GIVEN PASSAGE:
┄┄┄┄┄┄┄┄┄┄┄┄┄┄┄┄┄┄┄┄

Role of poverty will get an airing
Role of poverty will get an airing
Does environmental stress lead to reactivation?
TB experts will gather in Vancouver in February to focus on the relationship between poverty and tuberculosis, with "TB Among the Disadvantaged," the theme for the third annual meeting of the North American Region of the International Union Against Tuberculosis and Lung Disease (IUATLD).
One hundred years ago, discussions about TB almost always included references to poverty, says Carole Mitnick, managing director for the Institute for Health and Social Justice in Boston, and a scheduled speaker for the conference. Today, despite a widespread recognition that poverty and TB are linked, the topic usually takes a backseat to an emphasis on treatment, she says. Part of the reason is politics, Mitnick adds. "The current political climate makes it not particularly fashionable to focus on the roots of TB," she says. "Doing so would require that more efforts be made outside the health care sector like changing social policy to address issues related to housing, welfare, or education."
The current focus can do little to address gaps between rich and poor that contribute to TB incidence, Mitnick says. "In developing countries, you hear poor nations can’t do much about TB because the treatment is too expensive," she says. "And here in the United States, unless TB affects wealthy people, it’s not a hot issue either."
Unless leaders move to address an inequitable distribution of resources, even the most inexpensive treatment-based approaches will continue to fail, she adds.
Poverty as a stress on the immune system?
One reason may be that burdens imposed by poverty may cause stress on the immune system, which in turn may increase the likelihood that people infected with TB will develop active disease, she says. But she admits it’s difficult to quantify the effects of such stress particularly since the United States collects no data on the economic status of TB cases.
Some researchers, chiefly P.D.O. Davis in England, have hypothesized that stresses suffered by recent immigrants may account for the comparatively high rates of reactivation of latent disease found among this group, says Patrick Zuber, MD, MPH, medical epidemiologist at the Division of Tuberculosis Elimination at the Centers for Disease Control and Prevention. But other factors remain that can be more clearly related to the increase, he adds.
"One factor, which I’m sure plays some part, is the fact that TB is detected once immigrants arrive because there is more active screening," he says.
A second factor is a bit more complicated. Since the risk for reactivation is greatest within the first two years following exposure, and since immigrants to the United States are usually no longer exposed to TB as often as they were in their homeland, recent immigrants include a higher proportion of people recently infected than those who have been living here for 10 years, Zuber says.
It may also be that the stress associated with migration predisposes people with latent TB toward reactivation, he adds. "But that has been very difficult to quantify."
As a graduate student preparing her master’s thesis, Mitnick studied the impact of poverty on TB incidence. She took 13 years of data from census and case reports and used them to analyze TB incidence among various groups of foreign-born immigrants to Massachusetts. Particular characteristics were examined to see if they correlated positively with a higher incidence of TB: For example, the availability of housing, the proportion of people living below the poverty line, the proportion getting public assistance, and the number of people living in a household.
To try to measure the effects of empowerment, Mitnick also looked at what happened to TB incidence among immigrants who were granted U.S. citizenship.
"The results were what you’d expect," she says. The negative factors were associated with a higher incidence of TB; and U.S. citizenship was associated with a lower incidence.
"I’d never take a dime away from treating people with active TB," she adds. But for those who are latently infected and living in poverty, Mitnick believes that research may one day show that attempts to treat active disease and to provide chemoprophylaxis to the infected, in themselves will not suffice to defeat the disease.

┄┄┄┄┄┄┄┄┄┄┄┄┄┄┄┄┄┄┄┄

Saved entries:
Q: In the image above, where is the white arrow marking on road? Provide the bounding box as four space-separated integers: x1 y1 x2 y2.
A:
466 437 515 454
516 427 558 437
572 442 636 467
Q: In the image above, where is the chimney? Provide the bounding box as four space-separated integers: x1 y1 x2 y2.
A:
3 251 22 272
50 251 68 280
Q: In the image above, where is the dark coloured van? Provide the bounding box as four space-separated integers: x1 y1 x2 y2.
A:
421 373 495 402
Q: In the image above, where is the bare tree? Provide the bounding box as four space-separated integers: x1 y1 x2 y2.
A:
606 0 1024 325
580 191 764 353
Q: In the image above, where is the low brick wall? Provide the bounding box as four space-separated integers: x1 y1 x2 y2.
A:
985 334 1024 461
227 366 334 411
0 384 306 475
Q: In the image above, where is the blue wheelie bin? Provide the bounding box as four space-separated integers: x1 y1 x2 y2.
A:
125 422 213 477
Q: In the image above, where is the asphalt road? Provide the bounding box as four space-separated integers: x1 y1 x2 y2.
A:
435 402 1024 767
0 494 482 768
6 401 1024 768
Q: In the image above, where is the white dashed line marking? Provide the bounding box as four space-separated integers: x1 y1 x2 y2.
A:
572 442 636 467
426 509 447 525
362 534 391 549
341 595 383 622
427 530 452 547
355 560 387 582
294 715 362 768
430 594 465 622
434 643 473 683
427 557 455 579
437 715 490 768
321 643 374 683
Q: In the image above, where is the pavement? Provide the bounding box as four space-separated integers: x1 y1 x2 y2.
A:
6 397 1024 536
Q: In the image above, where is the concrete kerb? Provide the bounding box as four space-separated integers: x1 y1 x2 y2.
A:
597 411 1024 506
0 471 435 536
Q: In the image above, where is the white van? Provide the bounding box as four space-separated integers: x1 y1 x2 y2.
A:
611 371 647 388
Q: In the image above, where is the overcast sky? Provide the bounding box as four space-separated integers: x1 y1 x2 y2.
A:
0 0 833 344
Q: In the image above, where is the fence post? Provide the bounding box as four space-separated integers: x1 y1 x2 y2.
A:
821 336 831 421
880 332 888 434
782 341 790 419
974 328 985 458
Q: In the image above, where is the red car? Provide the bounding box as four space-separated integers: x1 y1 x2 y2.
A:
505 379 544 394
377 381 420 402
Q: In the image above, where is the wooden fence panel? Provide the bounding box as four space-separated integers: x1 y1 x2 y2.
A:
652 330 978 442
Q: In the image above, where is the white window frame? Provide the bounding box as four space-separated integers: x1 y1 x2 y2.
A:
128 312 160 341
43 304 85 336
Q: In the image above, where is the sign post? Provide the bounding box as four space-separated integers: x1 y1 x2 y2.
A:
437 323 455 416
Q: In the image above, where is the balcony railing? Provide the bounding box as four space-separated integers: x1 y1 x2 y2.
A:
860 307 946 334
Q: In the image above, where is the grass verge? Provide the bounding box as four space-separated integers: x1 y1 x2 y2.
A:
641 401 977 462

┄┄┄┄┄┄┄┄┄┄┄┄┄┄┄┄┄┄┄┄

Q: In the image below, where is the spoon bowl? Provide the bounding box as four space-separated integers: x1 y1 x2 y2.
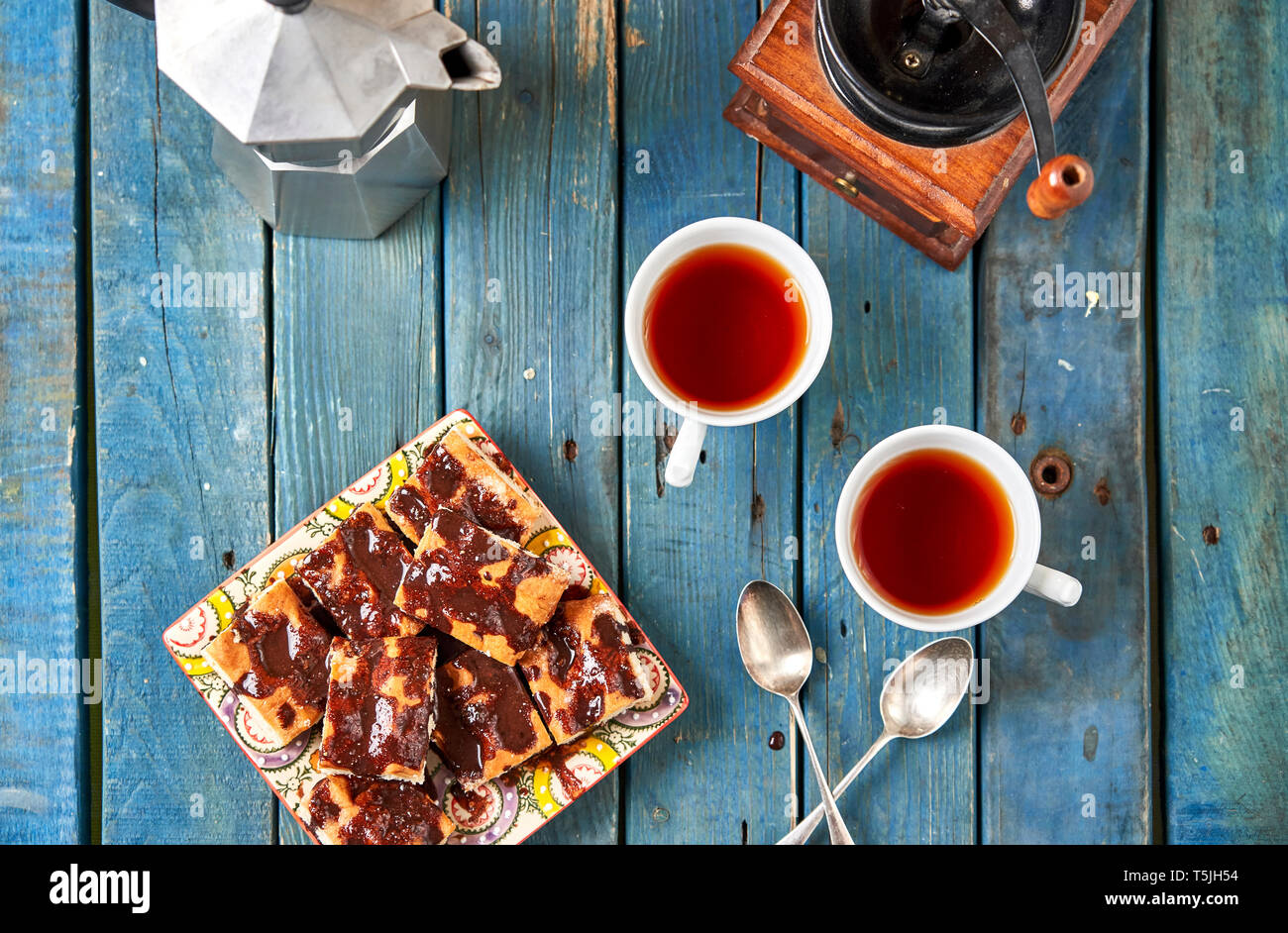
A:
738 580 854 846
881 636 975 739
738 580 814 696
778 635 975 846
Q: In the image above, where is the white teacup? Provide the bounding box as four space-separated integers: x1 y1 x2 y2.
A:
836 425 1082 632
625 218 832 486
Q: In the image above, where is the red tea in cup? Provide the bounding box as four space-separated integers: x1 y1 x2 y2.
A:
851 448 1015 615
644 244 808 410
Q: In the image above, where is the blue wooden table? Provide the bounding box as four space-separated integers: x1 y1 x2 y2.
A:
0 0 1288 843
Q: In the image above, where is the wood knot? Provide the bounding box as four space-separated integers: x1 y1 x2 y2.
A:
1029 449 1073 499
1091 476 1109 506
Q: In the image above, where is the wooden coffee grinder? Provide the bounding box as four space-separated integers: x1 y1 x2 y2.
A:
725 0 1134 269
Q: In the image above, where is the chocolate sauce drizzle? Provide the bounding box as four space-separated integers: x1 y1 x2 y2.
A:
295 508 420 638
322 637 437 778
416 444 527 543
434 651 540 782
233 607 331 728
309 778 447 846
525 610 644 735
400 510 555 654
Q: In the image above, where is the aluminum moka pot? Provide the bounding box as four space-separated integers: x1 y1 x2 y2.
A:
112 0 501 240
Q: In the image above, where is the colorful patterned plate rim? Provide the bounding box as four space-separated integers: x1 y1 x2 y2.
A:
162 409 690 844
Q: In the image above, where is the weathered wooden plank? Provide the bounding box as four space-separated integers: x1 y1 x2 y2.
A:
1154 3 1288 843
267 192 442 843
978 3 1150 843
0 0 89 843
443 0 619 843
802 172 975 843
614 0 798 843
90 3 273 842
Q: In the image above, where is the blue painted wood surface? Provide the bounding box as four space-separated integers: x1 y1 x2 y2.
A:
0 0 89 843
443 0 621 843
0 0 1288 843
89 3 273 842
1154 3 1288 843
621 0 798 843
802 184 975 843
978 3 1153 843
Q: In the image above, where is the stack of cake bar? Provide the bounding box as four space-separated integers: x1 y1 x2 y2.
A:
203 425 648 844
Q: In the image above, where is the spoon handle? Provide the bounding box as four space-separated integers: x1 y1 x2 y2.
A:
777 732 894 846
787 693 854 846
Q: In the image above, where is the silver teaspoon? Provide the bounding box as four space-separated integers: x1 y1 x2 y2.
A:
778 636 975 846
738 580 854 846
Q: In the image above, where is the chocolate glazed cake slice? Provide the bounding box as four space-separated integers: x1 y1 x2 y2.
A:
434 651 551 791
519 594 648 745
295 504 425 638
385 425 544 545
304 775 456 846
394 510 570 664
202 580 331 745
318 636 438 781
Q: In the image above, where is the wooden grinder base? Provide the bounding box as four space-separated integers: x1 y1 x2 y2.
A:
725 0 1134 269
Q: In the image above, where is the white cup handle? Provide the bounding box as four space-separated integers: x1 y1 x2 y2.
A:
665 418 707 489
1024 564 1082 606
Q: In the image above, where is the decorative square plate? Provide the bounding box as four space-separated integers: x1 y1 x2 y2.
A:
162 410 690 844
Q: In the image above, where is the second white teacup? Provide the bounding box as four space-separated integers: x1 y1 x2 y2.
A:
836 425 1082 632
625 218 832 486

┄┄┄┄┄┄┄┄┄┄┄┄┄┄┄┄┄┄┄┄

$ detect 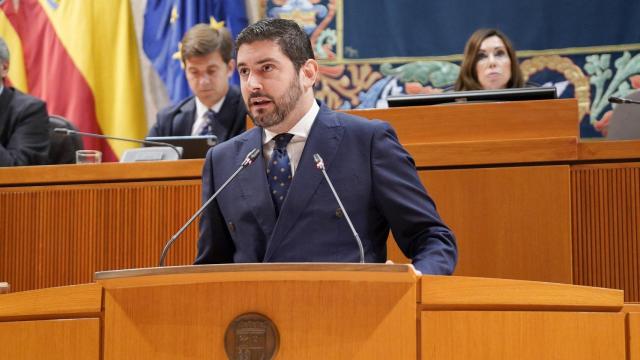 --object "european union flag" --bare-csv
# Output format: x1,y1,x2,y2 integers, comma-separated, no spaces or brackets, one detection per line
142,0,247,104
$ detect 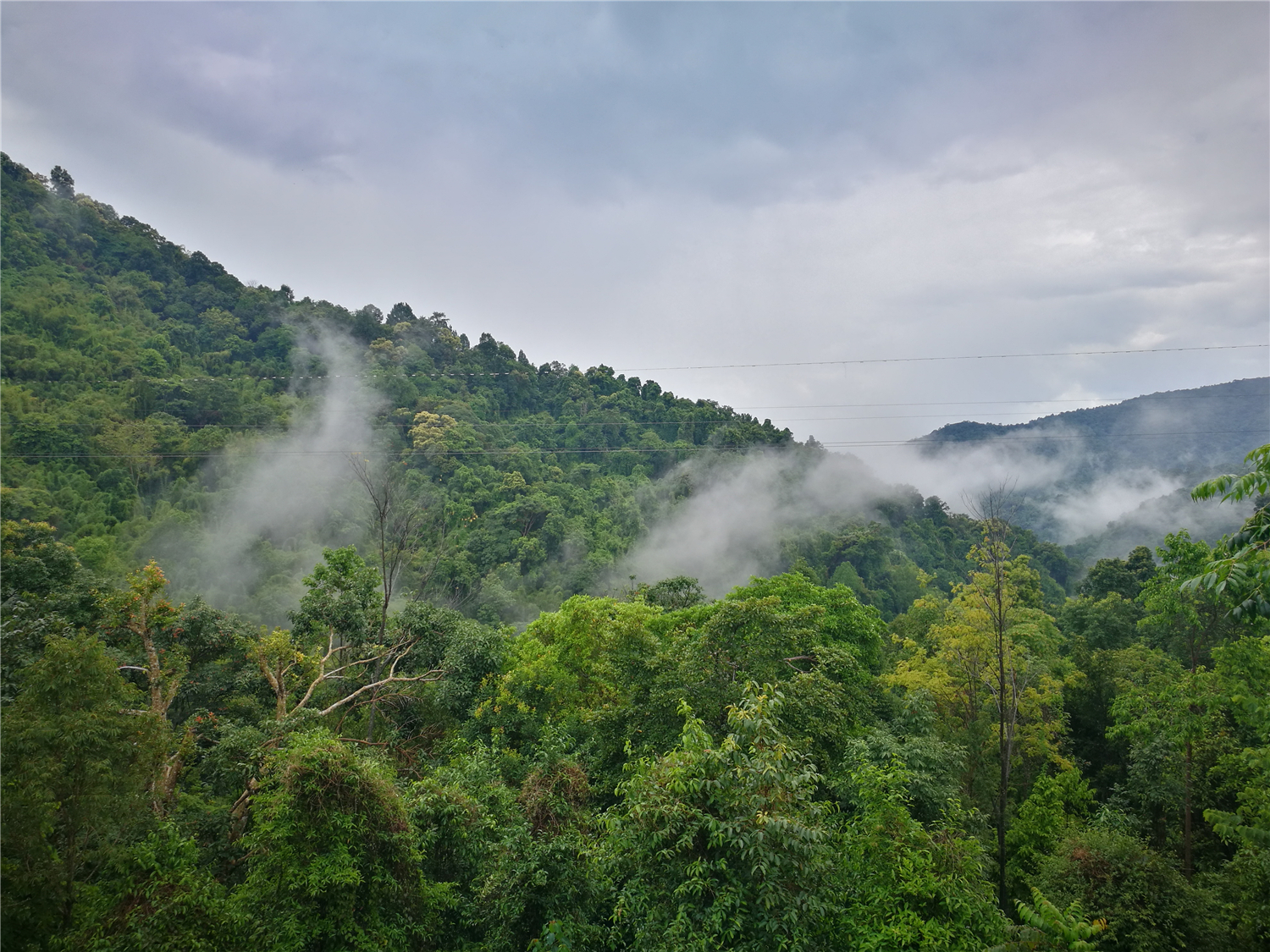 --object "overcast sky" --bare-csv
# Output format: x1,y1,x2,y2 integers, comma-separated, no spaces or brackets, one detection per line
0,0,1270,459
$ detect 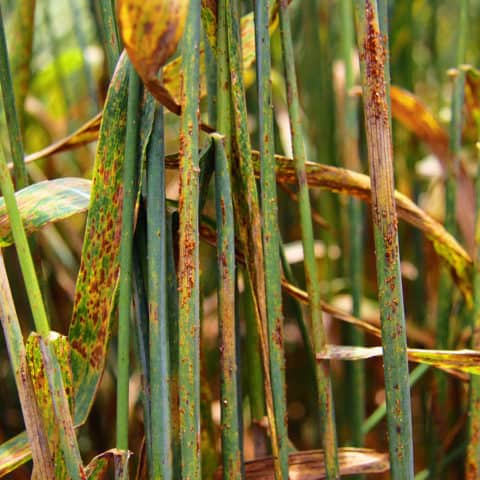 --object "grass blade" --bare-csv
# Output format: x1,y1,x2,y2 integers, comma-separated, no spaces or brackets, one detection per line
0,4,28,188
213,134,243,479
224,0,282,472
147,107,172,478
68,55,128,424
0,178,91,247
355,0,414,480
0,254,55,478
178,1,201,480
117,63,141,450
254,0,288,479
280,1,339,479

┄┄┄┄┄┄┄┄┄┄┄┄┄┄┄┄┄┄┄┄

REQUIRED ACTIONS:
[1] In the article on poverty and tuberculosis, in which city will TB experts gather in February?
[2] Rewrite the article on poverty and tuberculosis from "The current focus" to "of TB cases.", putting "immune defenses" in place of "immune system".

SOLUTION SET:
[1] Vancouver.

[2]
The current focus can do little to address gaps between rich and poor that contribute to TB incidence, Mitnick says. "In developing countries, you hear poor nations can’t do much about TB because the treatment is too expensive," she says. "And here in the United States, unless TB affects wealthy people, it’s not a hot issue either."
Unless leaders move to address an inequitable distribution of resources, even the most inexpensive treatment-based approaches will continue to fail, she adds.
Poverty as a stress on the immune defenses?
One reason may be that burdens imposed by poverty may cause stress on the immune defenses, which in turn may increase the likelihood that people infected with TB will develop active disease, she says. But she admits it’s difficult to quantify the effects of such stress particularly since the United States collects no data on the economic status of TB cases.